Give only the number of lines in the entries below that contain the word "every".
-- Start Data for processing --
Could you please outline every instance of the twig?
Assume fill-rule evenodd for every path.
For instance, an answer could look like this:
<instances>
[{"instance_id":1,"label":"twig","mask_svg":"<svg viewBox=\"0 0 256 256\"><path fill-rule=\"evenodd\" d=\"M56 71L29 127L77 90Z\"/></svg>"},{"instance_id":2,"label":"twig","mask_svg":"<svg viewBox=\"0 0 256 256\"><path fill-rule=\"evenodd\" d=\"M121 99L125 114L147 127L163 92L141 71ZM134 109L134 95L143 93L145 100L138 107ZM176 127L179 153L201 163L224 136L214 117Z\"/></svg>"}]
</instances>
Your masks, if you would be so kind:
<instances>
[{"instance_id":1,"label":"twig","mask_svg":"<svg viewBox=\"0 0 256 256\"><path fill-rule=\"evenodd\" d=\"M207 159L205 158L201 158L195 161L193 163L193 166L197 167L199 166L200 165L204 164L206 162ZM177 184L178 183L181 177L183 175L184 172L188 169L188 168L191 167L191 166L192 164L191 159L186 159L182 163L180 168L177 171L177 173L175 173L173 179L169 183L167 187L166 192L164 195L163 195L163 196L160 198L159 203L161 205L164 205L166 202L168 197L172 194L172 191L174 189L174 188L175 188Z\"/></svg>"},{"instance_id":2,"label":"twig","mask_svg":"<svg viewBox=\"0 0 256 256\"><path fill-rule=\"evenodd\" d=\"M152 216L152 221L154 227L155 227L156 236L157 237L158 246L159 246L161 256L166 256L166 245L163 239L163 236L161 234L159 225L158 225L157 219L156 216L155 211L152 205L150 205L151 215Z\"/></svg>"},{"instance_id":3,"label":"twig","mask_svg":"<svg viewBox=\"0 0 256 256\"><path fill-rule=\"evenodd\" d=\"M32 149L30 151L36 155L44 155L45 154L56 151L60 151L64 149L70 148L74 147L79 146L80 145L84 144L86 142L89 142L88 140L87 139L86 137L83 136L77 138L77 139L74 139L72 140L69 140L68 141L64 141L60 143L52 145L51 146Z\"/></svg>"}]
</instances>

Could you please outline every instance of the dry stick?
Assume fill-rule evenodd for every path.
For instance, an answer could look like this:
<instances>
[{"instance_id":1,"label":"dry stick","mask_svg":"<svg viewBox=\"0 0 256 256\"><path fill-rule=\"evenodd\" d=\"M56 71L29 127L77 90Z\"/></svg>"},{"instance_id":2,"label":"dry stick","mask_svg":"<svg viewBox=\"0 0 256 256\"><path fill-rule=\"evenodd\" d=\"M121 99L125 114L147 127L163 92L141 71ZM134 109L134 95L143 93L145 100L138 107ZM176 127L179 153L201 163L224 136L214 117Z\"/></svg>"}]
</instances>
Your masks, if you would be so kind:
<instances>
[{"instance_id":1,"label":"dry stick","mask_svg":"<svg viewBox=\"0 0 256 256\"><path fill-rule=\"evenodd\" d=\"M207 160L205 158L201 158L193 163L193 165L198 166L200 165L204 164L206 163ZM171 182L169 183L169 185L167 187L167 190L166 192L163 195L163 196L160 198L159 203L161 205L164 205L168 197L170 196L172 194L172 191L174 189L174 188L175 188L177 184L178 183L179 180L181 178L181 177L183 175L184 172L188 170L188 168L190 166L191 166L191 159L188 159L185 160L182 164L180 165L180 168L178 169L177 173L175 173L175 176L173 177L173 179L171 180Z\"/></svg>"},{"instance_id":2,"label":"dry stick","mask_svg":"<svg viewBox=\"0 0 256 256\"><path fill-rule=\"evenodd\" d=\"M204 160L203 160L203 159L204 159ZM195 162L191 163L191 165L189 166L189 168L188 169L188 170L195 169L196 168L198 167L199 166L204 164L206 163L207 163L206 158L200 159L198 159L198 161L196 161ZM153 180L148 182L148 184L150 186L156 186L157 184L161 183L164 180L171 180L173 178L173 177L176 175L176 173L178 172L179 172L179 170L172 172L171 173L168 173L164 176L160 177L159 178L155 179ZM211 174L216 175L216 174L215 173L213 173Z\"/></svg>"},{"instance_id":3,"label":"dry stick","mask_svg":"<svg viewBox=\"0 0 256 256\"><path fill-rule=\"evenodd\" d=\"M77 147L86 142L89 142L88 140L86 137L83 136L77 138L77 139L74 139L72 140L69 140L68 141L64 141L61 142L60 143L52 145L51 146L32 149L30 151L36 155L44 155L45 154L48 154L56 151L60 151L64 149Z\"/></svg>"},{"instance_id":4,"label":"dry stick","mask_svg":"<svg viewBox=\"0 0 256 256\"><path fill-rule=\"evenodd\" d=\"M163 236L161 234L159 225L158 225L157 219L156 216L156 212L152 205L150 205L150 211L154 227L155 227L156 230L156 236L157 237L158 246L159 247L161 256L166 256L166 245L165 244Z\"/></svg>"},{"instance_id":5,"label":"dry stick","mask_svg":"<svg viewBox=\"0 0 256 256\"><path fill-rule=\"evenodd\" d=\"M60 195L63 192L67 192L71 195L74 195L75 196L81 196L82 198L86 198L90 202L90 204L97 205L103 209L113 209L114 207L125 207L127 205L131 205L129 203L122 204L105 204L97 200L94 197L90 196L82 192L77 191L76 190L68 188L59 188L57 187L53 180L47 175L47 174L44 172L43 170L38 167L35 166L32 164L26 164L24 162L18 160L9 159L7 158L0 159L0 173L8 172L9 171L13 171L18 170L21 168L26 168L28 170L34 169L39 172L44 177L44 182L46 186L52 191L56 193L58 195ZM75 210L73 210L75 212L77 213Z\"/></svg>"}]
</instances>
-- End Data for processing --
= Solution for this exercise =
4